Konsep ini diartikan sebagai kekakuan dalam pemecahan masalah karena individu
menganggap serangkaian masalah mesti dipecahkan dengan cara yang sama. [13]
a.
Teori Medan
dari Kurt Lewin (1890-1947)
Kurt Lewin adalah tokoh psikologi gestalt yang
mengembangkan teori motivasi berdasarkan teori medan atau biasa disebut cognitive field theory. Medan diartikan sebagai sistem yang
saling terkait secara dinamis, bagian yang satu saling mempengaruhi bagian yang
lain.[14]
Maka, pada awalnya teori medan berkembang tidak sebagai teori belajar, tetapi
lebih banyak sebagai teori motivasi dan persepsi. Namun demikian mereka
menerapkan teorinya kepada situasi belajar.

- - - - - - -

SOAL A.
Tolong kutip bagian artikel tentang teori medan mulai dari "Kurt Lewin adalah" sampai dengan "kepada situasi belajar." tanpa mengubah satu kata pun.
Artikel dan catatan di halaman ini diambil dari sumber yang berbeda.

DATA SUMBER.
- - - - - - -

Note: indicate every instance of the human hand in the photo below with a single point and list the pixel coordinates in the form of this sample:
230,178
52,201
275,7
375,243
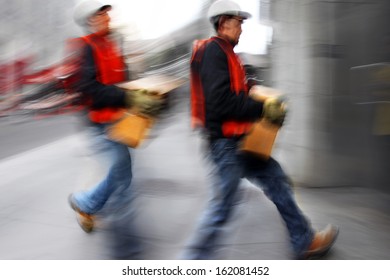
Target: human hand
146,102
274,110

- - - - - - -

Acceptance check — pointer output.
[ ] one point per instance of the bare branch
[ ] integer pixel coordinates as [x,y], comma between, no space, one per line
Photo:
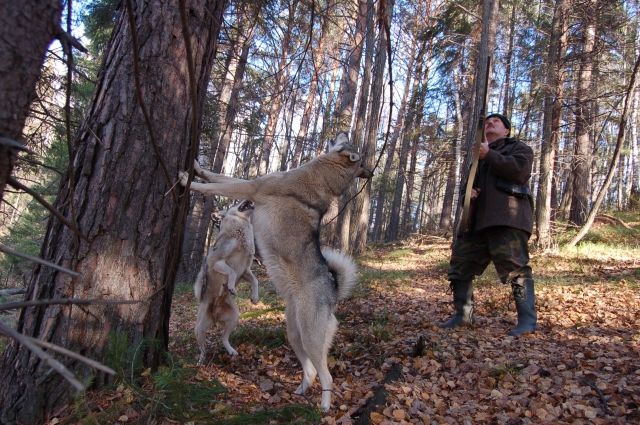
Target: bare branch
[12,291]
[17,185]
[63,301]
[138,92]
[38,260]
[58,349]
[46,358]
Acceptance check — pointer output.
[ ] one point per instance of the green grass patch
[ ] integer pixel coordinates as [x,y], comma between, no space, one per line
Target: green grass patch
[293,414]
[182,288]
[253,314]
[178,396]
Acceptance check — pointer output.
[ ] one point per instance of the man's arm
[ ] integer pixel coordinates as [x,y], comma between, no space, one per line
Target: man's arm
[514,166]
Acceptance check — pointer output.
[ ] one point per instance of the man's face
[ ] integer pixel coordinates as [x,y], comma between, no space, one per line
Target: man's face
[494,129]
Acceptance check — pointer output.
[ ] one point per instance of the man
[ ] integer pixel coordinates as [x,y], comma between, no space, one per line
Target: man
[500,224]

- - - - - - -

SOAL B.
Saring catatan dengan menyalin setiap baris yang memuat kata "grass".

JAWABAN A.
Kurt Lewin adalah tokoh psikologi gestalt yang
mengembangkan teori motivasi berdasarkan teori medan atau biasa disebut cognitive field theory. Medan diartikan sebagai sistem yang
saling terkait secara dinamis, bagian yang satu saling mempengaruhi bagian yang
lain.[14]
Maka, pada awalnya teori medan berkembang tidak sebagai teori belajar, tetapi
lebih banyak sebagai teori motivasi dan persepsi. Namun demikian mereka
menerapkan teorinya kepada situasi belajar.

JAWABAN B.
[ ] one point per instance of the green grass patch
Target: green grass patch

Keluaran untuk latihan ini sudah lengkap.